- [DATASET RECORDS]:
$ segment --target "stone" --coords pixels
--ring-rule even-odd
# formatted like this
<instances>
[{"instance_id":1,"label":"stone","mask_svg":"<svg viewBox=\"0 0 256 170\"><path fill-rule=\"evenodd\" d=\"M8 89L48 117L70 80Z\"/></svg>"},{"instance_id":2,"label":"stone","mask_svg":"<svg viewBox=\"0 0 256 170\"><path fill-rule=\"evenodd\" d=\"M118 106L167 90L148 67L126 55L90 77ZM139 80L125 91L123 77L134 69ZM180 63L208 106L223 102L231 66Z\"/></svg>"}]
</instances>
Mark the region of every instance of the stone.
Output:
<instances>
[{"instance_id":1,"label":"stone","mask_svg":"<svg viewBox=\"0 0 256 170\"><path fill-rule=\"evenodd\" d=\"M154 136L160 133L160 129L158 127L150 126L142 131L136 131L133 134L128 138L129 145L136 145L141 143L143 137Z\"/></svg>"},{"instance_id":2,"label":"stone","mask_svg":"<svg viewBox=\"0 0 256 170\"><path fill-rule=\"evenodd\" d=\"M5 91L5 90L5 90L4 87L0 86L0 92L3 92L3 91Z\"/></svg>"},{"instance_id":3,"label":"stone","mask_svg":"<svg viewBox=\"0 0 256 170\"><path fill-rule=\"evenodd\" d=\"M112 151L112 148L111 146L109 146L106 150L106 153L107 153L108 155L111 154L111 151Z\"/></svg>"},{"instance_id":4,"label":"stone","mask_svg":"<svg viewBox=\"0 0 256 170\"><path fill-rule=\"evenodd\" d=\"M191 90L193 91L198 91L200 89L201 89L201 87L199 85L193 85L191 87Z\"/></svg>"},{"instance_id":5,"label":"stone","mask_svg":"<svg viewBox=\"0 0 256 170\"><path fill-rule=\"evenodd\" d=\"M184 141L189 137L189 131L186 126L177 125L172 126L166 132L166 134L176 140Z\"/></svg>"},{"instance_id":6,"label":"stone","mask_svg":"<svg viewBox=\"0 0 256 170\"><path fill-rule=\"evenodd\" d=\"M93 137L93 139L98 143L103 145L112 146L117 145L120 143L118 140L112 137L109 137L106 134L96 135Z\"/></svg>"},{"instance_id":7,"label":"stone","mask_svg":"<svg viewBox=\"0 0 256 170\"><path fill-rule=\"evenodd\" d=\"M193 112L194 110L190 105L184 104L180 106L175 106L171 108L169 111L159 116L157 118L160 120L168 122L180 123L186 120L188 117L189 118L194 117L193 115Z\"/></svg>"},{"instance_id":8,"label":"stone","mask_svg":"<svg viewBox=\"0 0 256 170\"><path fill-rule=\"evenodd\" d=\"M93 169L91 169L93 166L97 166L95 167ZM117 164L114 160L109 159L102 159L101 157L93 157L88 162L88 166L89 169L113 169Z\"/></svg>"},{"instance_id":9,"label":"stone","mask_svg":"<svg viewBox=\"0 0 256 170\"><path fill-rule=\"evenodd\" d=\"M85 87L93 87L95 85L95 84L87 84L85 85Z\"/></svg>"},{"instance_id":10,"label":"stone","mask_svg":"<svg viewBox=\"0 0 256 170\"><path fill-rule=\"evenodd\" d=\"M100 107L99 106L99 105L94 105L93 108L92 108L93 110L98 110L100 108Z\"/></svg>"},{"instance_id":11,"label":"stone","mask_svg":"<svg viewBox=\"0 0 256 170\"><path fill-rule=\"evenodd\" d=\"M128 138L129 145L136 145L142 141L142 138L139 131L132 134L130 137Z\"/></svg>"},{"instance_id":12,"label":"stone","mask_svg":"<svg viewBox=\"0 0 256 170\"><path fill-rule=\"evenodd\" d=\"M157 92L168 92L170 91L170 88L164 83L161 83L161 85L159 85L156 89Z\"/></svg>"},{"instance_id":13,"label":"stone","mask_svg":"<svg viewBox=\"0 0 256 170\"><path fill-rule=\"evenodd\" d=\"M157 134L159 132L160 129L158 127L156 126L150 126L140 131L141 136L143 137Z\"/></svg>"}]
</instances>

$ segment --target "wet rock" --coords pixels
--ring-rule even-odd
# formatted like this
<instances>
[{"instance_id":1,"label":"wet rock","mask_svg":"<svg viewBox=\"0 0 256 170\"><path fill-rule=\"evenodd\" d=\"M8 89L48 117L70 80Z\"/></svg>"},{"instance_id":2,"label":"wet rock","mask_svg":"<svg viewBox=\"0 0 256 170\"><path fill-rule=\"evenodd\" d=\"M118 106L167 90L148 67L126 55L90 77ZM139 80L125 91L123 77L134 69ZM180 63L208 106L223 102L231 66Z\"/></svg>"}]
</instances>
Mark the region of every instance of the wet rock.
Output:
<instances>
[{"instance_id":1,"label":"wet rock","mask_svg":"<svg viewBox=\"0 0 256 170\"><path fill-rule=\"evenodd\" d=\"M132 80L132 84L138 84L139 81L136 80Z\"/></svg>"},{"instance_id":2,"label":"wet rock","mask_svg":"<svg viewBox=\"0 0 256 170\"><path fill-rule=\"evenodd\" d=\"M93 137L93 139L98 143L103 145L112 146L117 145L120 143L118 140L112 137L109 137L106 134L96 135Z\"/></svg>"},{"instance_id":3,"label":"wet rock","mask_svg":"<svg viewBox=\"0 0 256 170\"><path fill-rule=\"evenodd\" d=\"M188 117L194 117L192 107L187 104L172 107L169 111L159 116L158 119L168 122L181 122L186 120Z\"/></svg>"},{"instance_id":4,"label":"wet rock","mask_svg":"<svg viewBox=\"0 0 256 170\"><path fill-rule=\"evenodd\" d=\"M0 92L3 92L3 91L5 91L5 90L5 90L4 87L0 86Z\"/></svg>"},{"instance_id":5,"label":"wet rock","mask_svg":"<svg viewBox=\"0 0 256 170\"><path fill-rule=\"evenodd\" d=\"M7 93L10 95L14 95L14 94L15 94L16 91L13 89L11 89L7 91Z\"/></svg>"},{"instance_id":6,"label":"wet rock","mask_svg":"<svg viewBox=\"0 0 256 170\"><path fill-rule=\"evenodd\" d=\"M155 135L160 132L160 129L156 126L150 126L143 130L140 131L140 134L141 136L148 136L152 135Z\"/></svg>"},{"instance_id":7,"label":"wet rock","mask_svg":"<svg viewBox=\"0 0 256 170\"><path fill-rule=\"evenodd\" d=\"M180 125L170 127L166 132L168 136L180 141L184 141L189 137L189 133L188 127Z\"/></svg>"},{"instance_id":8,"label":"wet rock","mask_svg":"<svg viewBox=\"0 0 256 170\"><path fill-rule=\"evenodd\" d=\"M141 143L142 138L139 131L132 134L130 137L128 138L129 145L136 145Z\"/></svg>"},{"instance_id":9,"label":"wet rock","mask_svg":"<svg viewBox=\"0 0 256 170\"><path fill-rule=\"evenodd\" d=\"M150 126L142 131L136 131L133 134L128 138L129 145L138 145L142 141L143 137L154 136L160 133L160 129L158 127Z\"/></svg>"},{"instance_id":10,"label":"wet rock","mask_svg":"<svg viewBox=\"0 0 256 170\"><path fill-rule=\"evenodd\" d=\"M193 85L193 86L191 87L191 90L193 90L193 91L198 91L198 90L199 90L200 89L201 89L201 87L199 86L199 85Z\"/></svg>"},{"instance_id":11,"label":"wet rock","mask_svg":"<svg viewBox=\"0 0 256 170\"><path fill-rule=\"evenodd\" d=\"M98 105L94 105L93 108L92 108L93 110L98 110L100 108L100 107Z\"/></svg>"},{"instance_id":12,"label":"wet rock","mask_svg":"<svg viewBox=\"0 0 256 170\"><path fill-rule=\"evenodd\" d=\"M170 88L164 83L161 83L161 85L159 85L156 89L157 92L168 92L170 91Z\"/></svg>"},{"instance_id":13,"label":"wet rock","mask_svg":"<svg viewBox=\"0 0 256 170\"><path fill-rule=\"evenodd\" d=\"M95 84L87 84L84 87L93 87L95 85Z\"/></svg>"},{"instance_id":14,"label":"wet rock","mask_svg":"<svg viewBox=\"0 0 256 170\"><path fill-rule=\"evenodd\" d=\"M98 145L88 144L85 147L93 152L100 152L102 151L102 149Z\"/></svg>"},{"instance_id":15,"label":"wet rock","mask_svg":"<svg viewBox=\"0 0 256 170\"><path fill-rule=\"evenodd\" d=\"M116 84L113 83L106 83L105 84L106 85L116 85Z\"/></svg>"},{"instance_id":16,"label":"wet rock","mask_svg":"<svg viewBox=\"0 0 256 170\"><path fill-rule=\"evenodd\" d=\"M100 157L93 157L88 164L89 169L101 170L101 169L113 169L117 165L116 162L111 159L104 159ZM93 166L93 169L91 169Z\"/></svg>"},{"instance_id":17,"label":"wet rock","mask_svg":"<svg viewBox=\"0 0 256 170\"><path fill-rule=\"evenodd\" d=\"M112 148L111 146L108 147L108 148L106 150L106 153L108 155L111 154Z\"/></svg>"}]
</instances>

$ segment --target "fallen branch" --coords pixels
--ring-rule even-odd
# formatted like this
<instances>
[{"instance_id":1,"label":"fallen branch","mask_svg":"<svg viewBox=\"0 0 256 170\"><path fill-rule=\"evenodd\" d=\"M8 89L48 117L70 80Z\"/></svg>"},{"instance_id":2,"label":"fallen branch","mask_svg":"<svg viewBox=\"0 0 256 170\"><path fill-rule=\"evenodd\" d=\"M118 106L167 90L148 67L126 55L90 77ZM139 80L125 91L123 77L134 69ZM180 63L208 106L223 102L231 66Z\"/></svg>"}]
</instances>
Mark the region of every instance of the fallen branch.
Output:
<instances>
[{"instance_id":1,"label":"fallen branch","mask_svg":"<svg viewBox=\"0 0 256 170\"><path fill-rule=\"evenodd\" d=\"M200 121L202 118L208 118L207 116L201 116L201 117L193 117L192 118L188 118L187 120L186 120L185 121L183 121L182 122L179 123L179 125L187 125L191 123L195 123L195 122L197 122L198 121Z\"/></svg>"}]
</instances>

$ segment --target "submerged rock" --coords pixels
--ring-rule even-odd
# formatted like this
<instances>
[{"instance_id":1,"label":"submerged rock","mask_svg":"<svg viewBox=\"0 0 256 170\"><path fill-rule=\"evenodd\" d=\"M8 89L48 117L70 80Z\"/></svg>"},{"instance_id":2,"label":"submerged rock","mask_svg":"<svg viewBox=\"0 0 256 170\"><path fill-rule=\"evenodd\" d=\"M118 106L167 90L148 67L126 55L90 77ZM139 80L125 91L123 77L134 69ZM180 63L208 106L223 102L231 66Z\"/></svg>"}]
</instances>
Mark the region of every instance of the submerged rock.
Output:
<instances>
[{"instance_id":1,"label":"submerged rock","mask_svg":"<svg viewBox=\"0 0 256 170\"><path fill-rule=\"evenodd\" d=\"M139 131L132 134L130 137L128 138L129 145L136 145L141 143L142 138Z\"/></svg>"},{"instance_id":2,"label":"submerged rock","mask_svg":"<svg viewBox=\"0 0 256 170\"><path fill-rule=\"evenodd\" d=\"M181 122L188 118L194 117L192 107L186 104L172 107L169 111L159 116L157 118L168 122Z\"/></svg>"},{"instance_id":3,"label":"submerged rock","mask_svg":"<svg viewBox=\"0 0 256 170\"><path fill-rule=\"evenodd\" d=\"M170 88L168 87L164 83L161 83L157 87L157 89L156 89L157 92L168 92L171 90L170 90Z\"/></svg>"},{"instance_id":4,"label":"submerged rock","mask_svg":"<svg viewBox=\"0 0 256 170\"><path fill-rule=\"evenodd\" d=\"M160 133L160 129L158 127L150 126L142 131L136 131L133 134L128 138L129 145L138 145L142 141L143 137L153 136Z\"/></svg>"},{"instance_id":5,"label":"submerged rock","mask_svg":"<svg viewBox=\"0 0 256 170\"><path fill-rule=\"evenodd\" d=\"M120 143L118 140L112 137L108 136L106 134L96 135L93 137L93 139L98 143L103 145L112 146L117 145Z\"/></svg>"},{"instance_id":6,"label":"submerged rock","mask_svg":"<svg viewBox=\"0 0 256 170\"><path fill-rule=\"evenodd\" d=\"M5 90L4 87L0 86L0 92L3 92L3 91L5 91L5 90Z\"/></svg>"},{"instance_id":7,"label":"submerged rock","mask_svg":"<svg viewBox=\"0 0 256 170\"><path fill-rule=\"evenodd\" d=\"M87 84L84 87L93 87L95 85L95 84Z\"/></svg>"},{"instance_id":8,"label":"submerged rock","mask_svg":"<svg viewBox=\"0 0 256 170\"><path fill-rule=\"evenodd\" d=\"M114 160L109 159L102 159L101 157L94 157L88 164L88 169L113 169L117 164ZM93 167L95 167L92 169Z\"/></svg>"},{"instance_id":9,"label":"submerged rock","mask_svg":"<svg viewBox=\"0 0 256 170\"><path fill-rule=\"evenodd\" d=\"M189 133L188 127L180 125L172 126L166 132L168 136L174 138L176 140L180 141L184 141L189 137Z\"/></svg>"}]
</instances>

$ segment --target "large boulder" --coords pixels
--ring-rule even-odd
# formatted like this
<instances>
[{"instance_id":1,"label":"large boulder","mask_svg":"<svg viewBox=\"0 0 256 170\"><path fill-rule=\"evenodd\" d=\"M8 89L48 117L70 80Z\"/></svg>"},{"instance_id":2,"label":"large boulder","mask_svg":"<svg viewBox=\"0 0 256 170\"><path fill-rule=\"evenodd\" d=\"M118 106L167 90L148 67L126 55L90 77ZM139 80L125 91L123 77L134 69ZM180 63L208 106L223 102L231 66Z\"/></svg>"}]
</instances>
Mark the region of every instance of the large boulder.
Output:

- [TO DO]: Show each line of the records above that contains the word "region". Case is significant.

- [EXERCISE ANSWER]:
Mark the region of every instance of the stone.
Mark the region of every instance of the wet rock.
Mark the region of every instance of the fallen branch.
Mark the region of every instance of the submerged rock.
Mark the region of every instance of the large boulder.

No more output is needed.